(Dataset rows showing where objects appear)
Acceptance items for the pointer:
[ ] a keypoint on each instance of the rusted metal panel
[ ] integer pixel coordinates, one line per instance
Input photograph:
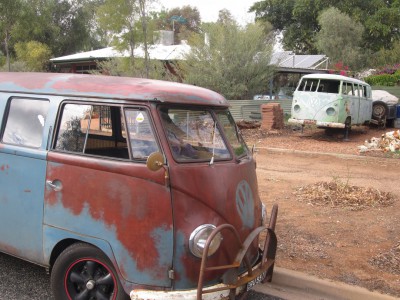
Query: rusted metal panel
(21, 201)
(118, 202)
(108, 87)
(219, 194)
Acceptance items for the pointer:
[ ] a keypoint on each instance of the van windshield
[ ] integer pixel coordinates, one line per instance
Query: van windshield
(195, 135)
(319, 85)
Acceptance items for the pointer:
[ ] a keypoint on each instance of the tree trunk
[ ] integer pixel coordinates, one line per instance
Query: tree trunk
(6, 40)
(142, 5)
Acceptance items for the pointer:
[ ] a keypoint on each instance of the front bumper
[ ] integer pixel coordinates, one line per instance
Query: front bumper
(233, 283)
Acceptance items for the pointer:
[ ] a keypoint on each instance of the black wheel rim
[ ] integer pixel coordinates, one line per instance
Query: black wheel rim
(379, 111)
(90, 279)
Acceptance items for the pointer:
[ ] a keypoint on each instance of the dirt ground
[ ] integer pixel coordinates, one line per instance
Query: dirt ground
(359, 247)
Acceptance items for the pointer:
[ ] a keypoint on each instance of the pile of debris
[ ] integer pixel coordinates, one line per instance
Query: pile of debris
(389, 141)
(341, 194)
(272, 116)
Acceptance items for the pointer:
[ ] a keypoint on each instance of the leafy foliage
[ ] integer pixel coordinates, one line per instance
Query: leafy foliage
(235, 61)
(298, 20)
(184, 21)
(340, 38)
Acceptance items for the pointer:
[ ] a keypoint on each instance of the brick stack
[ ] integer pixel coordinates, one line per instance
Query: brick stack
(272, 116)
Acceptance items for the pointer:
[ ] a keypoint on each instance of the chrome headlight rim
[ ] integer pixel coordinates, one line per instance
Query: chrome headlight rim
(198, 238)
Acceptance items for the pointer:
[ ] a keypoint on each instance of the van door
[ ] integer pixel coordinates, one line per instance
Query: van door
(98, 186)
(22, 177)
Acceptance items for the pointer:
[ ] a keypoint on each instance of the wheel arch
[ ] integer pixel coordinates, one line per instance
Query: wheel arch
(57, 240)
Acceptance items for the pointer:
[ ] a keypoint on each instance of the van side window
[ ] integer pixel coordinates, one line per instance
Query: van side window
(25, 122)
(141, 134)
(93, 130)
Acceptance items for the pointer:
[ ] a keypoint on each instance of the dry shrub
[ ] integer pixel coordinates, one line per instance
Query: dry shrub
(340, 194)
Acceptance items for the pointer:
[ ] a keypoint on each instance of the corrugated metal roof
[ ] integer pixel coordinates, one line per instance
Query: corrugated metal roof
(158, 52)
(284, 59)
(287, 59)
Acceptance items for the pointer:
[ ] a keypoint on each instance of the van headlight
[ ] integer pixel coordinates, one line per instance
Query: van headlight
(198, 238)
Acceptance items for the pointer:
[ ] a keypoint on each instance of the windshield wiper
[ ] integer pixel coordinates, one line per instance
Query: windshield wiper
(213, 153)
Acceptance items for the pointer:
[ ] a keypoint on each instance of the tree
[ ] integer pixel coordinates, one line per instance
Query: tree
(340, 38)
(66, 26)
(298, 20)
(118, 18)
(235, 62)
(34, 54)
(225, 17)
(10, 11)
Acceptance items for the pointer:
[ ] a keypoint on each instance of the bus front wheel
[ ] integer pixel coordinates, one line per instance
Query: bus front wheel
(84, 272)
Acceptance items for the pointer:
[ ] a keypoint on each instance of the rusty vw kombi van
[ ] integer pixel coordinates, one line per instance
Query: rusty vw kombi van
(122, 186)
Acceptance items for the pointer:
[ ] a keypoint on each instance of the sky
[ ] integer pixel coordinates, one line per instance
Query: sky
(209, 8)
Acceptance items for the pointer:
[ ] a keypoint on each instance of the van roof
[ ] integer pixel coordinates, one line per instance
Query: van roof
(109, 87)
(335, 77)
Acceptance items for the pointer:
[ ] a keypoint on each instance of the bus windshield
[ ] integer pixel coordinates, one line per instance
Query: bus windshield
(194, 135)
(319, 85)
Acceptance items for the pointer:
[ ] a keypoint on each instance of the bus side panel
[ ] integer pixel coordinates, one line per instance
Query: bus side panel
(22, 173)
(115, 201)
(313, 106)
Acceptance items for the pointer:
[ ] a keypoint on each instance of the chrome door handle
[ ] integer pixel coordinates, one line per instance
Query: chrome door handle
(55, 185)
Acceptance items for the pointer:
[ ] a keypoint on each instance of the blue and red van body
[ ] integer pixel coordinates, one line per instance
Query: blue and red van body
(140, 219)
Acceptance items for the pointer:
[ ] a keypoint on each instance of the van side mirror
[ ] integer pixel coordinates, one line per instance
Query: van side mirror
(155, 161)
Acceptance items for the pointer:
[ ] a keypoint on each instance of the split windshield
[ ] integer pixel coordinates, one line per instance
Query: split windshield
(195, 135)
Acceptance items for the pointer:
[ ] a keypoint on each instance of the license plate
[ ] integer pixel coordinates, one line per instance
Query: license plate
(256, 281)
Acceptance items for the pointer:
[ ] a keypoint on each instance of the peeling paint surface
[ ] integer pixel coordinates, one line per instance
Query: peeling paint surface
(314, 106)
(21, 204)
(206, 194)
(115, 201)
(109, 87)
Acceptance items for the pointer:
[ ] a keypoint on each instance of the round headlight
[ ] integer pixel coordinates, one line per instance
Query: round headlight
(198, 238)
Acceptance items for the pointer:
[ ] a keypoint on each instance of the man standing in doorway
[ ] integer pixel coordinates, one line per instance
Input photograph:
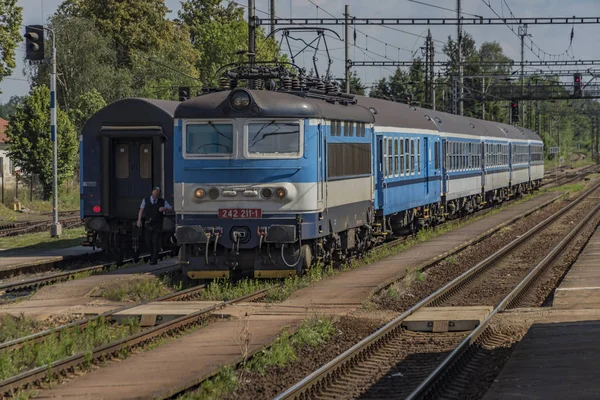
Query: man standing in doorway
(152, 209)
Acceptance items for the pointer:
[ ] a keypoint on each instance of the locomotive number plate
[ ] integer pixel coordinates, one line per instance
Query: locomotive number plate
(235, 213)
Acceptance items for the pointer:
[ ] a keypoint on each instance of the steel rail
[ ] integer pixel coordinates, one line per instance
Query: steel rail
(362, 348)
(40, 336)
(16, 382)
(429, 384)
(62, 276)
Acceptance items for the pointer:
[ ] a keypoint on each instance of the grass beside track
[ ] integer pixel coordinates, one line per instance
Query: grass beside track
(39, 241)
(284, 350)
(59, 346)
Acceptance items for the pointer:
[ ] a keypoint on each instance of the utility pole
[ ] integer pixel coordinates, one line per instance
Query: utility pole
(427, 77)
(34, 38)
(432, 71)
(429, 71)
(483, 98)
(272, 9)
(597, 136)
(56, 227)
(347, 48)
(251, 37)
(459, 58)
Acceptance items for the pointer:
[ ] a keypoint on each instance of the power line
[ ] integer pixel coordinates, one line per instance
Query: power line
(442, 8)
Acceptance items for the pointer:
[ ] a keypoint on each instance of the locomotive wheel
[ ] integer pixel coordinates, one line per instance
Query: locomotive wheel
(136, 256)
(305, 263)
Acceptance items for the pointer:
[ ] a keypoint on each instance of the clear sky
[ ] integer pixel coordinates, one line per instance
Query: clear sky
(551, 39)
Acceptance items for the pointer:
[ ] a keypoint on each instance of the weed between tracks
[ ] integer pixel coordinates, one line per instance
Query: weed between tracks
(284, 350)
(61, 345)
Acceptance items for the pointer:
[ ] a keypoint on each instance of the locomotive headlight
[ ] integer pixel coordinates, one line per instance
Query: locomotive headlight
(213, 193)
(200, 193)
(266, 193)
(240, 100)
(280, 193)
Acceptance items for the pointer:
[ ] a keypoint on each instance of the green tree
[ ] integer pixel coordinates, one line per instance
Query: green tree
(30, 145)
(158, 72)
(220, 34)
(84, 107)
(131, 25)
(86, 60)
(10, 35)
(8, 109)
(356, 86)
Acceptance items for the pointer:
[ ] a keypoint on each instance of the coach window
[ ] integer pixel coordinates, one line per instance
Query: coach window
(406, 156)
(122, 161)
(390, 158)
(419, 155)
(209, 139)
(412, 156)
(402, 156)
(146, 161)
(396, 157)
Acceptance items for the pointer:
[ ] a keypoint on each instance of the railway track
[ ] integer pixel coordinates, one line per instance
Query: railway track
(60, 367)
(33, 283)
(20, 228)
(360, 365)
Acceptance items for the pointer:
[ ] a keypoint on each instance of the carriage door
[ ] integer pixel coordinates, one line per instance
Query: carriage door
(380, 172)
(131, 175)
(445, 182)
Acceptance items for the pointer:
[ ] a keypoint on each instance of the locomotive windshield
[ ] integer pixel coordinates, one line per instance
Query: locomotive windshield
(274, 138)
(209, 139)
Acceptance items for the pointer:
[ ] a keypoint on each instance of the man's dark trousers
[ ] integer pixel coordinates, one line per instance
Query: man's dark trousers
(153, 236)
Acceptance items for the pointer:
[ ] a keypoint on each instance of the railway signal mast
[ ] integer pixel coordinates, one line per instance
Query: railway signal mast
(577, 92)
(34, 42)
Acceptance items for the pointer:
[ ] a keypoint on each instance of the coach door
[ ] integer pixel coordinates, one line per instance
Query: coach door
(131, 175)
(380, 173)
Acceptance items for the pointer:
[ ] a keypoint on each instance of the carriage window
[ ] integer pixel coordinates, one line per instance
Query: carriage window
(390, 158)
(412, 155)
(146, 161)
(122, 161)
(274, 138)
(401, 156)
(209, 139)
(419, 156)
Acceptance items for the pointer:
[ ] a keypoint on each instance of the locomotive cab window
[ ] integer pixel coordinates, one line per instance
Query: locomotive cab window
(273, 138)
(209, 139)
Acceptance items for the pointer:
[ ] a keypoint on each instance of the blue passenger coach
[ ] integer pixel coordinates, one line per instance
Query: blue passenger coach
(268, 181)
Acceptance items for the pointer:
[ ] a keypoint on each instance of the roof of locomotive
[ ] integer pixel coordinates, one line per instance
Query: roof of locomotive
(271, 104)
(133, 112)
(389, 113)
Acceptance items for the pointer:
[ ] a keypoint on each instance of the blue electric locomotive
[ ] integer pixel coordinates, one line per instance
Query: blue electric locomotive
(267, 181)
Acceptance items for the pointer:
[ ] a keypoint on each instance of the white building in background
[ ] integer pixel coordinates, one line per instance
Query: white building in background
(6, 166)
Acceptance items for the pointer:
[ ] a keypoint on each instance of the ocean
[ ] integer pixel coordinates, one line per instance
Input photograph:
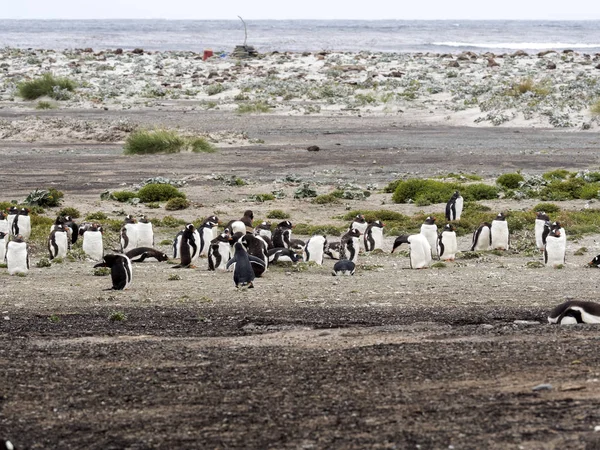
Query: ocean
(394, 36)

Task brief. Pick out each line in the listing above that contains the word "pile" and copy those lines out.

Written response.
[ ] a keypoint on each instance of the pile of debris
Query: pile of debris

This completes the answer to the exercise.